--- start ---

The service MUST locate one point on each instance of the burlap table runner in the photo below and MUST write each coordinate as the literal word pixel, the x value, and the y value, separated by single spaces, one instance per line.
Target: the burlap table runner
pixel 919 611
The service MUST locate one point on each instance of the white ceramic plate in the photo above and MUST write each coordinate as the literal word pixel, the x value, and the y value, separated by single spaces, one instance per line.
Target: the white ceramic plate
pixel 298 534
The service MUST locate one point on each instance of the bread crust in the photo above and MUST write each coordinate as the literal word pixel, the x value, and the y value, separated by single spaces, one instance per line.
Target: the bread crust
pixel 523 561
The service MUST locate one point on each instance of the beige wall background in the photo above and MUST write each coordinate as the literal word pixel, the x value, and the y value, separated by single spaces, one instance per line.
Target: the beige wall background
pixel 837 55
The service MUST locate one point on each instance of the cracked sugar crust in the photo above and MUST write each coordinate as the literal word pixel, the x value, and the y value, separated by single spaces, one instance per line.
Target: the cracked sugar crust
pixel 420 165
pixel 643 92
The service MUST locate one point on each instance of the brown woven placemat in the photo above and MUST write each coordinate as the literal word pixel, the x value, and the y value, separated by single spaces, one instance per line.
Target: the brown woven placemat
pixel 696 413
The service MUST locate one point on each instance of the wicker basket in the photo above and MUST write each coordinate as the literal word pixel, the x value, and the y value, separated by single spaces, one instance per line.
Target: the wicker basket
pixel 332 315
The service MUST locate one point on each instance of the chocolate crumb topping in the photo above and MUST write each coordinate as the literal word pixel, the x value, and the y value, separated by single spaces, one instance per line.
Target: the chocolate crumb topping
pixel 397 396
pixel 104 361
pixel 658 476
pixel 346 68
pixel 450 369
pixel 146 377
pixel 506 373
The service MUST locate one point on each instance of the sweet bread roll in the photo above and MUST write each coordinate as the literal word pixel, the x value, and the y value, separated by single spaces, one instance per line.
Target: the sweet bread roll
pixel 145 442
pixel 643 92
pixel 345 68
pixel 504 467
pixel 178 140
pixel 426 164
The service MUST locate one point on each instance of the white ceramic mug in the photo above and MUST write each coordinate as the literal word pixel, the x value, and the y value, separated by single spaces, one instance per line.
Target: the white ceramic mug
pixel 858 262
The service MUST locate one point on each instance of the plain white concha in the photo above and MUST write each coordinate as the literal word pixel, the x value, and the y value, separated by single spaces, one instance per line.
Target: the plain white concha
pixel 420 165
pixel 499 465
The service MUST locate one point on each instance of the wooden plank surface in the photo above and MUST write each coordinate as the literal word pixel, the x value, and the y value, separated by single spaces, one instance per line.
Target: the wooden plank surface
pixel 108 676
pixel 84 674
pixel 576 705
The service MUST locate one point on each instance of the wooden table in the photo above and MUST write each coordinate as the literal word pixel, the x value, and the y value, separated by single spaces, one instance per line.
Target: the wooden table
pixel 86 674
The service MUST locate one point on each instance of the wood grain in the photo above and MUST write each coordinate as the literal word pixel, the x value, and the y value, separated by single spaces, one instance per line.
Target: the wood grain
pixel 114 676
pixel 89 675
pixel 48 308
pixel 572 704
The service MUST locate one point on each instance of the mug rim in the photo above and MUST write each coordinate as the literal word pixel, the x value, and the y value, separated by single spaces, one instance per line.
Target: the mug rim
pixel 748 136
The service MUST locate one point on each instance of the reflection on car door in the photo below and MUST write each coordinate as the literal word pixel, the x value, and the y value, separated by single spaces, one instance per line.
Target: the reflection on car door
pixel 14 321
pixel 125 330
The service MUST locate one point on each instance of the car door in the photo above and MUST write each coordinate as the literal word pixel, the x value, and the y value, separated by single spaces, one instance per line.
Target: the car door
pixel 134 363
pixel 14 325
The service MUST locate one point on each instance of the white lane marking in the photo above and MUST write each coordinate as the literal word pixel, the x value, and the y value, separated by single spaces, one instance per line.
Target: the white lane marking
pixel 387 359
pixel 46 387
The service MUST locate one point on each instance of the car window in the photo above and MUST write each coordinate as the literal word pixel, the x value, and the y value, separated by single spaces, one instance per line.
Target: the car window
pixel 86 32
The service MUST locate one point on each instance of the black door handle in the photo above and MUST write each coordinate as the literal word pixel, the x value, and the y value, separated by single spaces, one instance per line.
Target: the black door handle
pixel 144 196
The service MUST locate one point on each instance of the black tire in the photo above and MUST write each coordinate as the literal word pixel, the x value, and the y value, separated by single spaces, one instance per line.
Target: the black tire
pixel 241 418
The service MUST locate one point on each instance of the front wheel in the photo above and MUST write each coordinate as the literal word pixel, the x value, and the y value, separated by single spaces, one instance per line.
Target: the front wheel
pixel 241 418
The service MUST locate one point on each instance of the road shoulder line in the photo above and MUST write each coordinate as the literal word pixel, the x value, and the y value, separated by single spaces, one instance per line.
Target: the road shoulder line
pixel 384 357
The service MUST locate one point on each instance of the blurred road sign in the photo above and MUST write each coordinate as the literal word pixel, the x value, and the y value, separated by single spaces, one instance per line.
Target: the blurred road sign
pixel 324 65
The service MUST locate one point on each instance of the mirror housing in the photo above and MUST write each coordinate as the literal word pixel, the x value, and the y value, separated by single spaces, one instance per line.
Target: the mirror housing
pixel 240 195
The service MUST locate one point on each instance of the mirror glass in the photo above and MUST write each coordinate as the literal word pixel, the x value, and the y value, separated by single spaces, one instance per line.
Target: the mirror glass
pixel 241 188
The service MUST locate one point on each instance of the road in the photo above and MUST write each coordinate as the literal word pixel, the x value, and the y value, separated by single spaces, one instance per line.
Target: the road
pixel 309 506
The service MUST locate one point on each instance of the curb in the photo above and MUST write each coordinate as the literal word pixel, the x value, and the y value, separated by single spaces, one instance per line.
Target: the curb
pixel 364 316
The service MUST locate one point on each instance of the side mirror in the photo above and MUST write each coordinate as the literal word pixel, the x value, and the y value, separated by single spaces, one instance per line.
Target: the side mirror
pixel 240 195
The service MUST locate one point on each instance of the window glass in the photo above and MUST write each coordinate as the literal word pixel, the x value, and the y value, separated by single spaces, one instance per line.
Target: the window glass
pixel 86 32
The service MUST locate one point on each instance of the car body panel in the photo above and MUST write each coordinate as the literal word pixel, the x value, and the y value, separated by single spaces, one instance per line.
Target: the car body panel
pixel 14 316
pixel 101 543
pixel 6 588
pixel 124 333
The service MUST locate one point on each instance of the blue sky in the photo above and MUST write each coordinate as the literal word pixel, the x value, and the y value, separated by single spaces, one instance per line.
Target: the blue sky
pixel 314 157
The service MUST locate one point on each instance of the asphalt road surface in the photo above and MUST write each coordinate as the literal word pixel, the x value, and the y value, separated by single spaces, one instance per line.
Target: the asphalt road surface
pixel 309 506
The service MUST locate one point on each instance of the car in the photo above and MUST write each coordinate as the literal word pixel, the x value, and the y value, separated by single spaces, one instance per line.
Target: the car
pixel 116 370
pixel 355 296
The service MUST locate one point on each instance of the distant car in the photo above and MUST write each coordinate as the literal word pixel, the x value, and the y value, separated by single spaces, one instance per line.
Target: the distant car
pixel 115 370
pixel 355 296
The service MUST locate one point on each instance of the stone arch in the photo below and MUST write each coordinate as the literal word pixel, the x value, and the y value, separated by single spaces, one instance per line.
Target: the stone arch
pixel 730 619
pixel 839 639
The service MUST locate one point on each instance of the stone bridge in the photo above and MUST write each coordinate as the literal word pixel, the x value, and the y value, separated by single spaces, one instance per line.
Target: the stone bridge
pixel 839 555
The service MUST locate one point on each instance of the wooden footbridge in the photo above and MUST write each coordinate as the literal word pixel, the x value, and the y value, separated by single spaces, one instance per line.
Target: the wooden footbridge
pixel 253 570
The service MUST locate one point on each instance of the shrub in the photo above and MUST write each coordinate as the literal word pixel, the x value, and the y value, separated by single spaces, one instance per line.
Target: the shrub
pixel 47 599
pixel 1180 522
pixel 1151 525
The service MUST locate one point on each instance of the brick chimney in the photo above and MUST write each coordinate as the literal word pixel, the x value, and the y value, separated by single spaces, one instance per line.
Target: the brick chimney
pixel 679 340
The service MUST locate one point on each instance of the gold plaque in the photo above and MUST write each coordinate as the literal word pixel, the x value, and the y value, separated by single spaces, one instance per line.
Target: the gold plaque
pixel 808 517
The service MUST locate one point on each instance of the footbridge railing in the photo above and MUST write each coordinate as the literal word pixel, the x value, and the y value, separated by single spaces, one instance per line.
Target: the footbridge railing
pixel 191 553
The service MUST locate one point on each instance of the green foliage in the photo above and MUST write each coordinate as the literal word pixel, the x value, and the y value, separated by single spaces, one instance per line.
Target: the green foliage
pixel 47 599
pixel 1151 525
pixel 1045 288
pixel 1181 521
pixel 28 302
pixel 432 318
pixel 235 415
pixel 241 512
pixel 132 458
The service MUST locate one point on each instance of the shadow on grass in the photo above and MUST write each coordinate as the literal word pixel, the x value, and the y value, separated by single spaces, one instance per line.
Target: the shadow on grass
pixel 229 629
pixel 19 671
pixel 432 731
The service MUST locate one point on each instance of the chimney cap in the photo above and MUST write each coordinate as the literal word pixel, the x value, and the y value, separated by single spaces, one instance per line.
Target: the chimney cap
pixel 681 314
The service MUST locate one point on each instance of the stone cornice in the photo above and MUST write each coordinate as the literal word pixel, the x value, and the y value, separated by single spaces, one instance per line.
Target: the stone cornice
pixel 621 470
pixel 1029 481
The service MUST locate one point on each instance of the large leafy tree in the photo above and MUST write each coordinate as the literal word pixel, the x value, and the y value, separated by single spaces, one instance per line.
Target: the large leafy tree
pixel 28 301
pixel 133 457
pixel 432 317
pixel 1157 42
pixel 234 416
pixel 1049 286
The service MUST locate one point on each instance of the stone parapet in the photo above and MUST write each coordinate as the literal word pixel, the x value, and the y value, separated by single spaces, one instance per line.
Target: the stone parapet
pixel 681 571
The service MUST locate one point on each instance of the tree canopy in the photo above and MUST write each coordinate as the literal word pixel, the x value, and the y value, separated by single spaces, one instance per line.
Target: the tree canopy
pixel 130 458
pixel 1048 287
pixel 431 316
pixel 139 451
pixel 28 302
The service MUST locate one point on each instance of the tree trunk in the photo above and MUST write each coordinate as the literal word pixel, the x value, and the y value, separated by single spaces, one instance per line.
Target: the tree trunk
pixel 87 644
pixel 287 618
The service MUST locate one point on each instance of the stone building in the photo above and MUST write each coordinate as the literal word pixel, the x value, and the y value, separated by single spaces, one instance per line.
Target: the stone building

--- end ---

- _OBJECTIVE_: Reproduce only the rows from the line with "of the chocolate" to the line with "pixel 506 373", changing "chocolate crumb topping" to "cocoa crumb topping" and leaving everything else unaltered.

- _THE ANSWER_:
The service MUST locate one point on each instance of the cocoa crumb topping in the photo above and MUST write each coordinate as the literal word pixel, the x value, and the y value, separated by single spaces, one instance per line.
Target: the cocoa crumb topping
pixel 397 396
pixel 104 361
pixel 658 476
pixel 346 68
pixel 450 369
pixel 146 377
pixel 506 373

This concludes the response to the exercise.